▶ What needs to be done
Look below for the line that has "Target: shoulder patch on uniform". Set down the lines from there through the line that has "of the wristwatch", exactly as written.

▶ Exercise input
━━━━━━━━━━━━━━━━
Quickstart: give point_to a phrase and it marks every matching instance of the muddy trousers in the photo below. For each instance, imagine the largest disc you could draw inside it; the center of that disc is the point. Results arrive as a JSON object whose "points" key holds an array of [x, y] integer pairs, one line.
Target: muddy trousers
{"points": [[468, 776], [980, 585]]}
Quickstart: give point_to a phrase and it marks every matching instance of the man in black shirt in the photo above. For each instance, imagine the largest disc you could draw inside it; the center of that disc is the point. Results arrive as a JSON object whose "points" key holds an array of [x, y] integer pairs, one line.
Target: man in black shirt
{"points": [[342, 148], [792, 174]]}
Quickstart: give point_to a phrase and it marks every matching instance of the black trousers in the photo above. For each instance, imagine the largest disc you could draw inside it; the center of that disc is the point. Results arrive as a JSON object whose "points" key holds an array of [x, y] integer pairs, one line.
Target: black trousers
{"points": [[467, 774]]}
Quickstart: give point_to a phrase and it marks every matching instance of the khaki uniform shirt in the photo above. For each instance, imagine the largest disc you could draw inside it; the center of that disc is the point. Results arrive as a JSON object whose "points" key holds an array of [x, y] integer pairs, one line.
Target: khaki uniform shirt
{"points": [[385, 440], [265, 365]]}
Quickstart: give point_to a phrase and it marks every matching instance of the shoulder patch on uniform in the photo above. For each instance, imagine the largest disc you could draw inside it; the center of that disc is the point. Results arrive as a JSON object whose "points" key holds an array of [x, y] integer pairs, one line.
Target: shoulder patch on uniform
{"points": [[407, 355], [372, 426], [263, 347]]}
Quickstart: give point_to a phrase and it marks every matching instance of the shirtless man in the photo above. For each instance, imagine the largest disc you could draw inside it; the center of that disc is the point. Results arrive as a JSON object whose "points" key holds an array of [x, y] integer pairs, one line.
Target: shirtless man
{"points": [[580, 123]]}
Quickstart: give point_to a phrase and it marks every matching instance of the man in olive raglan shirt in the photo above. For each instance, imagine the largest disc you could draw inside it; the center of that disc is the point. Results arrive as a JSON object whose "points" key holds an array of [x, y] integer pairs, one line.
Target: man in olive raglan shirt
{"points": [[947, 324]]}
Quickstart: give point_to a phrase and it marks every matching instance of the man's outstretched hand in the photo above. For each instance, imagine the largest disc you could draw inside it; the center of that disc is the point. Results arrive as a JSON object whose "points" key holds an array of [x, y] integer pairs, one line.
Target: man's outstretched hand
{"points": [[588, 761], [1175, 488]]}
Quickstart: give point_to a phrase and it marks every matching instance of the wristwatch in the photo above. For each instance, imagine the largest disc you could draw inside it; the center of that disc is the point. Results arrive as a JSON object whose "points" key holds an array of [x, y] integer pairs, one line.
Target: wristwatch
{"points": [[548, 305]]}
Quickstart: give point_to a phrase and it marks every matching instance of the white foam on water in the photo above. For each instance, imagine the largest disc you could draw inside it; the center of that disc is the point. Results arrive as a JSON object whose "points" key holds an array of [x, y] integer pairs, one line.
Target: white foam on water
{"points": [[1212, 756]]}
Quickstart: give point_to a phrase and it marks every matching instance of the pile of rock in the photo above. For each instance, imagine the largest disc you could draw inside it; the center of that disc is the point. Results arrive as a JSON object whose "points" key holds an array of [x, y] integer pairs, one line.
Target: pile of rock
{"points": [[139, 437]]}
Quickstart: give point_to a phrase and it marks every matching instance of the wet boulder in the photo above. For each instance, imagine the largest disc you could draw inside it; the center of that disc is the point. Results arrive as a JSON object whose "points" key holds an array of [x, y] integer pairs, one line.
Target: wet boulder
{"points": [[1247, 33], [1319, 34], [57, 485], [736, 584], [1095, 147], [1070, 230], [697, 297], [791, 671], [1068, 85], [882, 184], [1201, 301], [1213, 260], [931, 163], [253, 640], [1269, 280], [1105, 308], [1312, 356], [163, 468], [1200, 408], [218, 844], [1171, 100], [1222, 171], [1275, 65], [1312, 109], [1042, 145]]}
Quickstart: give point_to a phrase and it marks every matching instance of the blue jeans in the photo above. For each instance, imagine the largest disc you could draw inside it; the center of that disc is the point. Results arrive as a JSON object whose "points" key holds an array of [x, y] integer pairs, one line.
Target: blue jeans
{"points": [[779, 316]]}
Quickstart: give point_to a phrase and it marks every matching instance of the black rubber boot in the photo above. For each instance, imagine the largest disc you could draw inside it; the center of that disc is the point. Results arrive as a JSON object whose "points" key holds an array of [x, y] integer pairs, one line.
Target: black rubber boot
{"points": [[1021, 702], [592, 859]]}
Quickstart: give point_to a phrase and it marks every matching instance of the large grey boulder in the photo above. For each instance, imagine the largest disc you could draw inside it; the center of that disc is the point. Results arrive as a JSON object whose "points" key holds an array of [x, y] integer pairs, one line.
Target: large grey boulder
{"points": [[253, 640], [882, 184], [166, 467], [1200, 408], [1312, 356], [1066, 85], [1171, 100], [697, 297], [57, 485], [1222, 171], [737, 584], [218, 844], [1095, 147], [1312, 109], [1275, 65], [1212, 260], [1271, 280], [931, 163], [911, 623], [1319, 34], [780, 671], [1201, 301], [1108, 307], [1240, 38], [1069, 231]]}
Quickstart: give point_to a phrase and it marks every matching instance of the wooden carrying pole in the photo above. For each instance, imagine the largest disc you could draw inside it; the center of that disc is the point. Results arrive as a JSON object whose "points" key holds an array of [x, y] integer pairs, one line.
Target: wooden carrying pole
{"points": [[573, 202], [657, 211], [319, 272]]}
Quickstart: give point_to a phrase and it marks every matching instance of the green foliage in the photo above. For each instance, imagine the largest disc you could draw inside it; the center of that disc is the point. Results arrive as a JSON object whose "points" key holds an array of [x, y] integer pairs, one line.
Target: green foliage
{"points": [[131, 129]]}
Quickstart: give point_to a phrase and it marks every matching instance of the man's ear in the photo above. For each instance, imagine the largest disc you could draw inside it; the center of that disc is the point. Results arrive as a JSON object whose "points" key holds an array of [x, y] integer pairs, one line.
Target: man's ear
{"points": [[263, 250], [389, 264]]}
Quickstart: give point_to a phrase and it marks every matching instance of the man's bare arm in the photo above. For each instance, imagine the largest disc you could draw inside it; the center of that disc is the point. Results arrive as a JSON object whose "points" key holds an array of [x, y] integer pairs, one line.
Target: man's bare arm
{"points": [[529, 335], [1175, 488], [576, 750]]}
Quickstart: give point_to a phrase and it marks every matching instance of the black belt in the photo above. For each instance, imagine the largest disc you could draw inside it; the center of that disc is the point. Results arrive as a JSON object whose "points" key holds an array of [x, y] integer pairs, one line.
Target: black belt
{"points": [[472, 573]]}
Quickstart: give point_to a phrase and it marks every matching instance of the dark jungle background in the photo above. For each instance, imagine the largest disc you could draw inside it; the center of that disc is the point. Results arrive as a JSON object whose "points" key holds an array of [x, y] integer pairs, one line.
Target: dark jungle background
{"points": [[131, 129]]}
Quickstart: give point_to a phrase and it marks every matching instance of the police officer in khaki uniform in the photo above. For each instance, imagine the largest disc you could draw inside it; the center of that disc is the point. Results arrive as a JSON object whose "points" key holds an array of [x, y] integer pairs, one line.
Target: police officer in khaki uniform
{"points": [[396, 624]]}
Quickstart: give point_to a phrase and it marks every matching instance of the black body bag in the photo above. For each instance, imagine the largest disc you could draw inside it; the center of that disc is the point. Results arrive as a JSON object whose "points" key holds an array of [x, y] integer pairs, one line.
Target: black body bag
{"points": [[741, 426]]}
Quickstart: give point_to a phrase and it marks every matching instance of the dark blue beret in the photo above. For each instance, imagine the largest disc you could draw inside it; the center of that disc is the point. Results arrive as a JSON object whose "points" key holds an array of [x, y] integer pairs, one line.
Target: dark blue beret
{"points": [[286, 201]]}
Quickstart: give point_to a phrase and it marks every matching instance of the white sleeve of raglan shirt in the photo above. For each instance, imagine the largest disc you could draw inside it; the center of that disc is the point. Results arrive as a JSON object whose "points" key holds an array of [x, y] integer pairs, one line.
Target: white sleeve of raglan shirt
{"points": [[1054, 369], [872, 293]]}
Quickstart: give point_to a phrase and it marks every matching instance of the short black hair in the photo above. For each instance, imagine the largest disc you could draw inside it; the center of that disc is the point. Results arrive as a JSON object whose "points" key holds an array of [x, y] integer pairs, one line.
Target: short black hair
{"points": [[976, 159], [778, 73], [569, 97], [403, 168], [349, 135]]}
━━━━━━━━━━━━━━━━
▶ The completed task
Target: shoulder patch on uniform
{"points": [[407, 355], [372, 426], [263, 347]]}
Quickstart: give point_to a phrase and it marks every matching instance of the shirtless man in the photo above. For each instance, imagine the largest disc you could draw inside it; the center of that disc is the point. Results arrive as a JSON object whose "points" key holds an array of [x, y] integer pairs, one line.
Target: shirtless man
{"points": [[580, 123]]}
Quickstart: give point_to a phrase and it marks every matching instance of the man in olive raglan shirt in the photo above. For each instance, imagine the largest disc you could draw inside it; the center of that disc is the point. Results arrive as a JSON object whose "points" key holds an array of [x, y] integer pairs, one line.
Target: man in olive raglan shirt
{"points": [[947, 324]]}
Quickstart: give point_to a phrase and it marks every matching instance of the man's outstretched hand in the photo above. For each instance, imagine the largest disc you could draw inside it; the center of that disc is the point. Results arrive as a JSON object whose "points" key holds an array of [x, y] integer pairs, one line.
Target: man's outstretched hand
{"points": [[588, 761], [1175, 488]]}
Quickstart: give point_to a phrase and it marks every matching instance of the wristwatch in the photo above. For each instance, imagine the largest disc you could draw inside it; the center of that disc is the point. Results arrive as a JSON object whose "points" key holds an array of [x, y] integer pairs, one line.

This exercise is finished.